▸ WHAT IS ASKED
Transcribe the tail of the listing: start at the line containing "Check that each instance of the black" and stop after the last line, keeping every character as is and adding nothing.
------------------------------------------------------------
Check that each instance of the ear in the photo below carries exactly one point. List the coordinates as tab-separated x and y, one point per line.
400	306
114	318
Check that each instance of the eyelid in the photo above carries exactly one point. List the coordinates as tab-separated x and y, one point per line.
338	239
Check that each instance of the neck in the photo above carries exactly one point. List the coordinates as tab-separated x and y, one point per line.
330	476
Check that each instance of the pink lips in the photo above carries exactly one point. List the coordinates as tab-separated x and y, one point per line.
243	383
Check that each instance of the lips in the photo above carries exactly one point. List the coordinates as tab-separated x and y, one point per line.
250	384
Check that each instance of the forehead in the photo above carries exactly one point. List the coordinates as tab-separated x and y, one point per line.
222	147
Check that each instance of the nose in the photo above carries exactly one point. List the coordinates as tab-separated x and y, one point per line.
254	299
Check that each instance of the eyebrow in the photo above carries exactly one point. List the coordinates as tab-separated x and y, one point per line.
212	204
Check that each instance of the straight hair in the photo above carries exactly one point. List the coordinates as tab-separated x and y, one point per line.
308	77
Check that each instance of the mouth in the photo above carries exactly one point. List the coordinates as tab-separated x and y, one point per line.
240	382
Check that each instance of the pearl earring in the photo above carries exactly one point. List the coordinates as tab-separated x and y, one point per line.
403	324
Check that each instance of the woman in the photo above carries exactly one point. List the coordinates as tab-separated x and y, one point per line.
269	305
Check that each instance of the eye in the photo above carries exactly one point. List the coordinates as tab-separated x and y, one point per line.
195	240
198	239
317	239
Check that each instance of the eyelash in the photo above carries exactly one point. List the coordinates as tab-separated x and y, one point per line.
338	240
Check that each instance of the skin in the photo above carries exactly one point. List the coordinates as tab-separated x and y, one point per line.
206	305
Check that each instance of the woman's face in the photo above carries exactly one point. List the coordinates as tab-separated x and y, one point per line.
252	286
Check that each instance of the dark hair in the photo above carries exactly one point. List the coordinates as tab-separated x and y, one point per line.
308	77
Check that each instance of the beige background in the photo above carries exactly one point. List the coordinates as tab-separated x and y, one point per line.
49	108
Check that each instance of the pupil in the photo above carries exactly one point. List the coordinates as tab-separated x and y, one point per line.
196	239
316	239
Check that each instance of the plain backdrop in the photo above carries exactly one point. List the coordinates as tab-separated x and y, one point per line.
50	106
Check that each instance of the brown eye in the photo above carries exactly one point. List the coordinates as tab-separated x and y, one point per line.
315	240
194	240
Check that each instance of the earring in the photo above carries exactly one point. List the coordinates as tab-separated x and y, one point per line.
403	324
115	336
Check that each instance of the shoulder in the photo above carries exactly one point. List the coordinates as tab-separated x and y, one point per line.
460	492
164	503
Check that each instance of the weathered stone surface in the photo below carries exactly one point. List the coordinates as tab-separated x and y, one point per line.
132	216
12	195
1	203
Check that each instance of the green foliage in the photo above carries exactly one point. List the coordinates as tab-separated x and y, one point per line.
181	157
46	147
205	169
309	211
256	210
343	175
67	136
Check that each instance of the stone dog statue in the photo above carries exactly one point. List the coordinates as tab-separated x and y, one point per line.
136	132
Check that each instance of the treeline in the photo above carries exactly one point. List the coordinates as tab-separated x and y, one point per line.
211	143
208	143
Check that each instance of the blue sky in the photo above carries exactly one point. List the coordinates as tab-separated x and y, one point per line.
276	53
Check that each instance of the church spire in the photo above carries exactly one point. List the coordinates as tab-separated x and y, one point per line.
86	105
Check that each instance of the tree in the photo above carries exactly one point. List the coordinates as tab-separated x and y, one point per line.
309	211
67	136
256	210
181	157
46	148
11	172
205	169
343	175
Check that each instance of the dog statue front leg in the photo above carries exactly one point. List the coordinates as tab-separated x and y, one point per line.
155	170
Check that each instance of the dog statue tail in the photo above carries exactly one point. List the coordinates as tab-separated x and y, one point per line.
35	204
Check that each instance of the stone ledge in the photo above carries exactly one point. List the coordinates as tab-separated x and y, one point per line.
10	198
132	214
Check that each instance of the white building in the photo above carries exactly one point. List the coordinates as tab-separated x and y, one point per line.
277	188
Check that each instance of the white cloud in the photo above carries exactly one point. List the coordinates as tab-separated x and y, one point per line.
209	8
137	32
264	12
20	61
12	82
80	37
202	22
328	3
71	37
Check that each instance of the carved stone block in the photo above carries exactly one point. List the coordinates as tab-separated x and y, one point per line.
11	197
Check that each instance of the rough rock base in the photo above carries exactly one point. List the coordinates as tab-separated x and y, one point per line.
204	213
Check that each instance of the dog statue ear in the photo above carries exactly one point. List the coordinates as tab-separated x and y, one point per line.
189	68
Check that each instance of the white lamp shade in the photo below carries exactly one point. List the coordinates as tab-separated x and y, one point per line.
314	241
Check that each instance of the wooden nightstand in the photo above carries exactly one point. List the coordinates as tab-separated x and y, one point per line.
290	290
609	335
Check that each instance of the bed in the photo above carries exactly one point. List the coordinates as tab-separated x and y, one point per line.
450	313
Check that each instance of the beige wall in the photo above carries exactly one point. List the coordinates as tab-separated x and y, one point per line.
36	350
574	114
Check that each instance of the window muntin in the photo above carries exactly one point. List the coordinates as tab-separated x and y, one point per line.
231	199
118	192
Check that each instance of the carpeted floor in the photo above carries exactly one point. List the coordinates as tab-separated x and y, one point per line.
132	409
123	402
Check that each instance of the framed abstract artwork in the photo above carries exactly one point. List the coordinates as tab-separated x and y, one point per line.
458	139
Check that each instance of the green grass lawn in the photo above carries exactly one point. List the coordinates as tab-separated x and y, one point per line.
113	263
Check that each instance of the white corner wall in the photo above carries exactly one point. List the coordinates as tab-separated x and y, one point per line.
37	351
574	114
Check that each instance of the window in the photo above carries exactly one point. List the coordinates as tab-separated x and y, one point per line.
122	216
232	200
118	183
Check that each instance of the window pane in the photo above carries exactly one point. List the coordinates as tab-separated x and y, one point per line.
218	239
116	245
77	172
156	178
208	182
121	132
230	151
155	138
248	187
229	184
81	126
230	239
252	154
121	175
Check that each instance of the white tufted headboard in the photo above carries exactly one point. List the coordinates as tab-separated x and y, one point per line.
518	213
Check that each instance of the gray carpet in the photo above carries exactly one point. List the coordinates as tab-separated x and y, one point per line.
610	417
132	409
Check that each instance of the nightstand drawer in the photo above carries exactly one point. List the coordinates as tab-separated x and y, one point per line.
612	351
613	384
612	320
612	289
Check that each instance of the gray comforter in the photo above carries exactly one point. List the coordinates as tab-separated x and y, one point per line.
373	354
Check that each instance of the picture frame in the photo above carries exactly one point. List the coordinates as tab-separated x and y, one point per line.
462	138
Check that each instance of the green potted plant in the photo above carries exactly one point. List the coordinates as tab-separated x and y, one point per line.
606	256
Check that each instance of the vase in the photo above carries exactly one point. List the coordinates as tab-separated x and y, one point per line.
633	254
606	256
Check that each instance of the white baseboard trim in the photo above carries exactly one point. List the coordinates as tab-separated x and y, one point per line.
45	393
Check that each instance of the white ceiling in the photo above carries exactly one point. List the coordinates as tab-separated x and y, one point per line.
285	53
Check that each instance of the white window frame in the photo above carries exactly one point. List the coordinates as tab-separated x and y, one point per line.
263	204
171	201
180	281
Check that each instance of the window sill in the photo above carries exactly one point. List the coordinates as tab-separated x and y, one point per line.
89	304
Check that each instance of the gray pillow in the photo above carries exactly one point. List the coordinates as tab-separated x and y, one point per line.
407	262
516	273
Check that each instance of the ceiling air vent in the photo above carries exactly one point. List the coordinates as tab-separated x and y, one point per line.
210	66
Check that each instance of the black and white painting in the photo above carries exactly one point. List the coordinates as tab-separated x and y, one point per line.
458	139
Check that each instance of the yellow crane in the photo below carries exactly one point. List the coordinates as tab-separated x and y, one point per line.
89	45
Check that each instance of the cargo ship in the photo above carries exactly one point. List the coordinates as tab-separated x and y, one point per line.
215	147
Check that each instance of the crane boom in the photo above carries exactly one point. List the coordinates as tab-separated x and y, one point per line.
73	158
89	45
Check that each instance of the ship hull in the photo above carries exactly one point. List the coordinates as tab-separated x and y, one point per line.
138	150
------------------------------------------------------------
▸ RESPONSE TO THE EXERCISE
Check that each instance of the black and white painting in the photo above carries exactly one point. List the coordinates as tab-separated x and y, one point per line.
458	139
Check that each instance of the yellow crane in the photo below carries exactly one point. List the coordinates as tab-separated x and y, one point per line.
89	45
Check that each instance of the cargo ship in the photo above carries exactly one point. List the coordinates as tab-separated x and y, one point per line.
215	147
Check that each instance of the crane boom in the photo above carries exactly one point. List the coordinates as tab-separated x and y, one point per line.
73	158
89	45
Check that each instance of the ship hull in the photo above carries exactly one point. List the coordinates as tab-separated x and y, one point per line.
138	150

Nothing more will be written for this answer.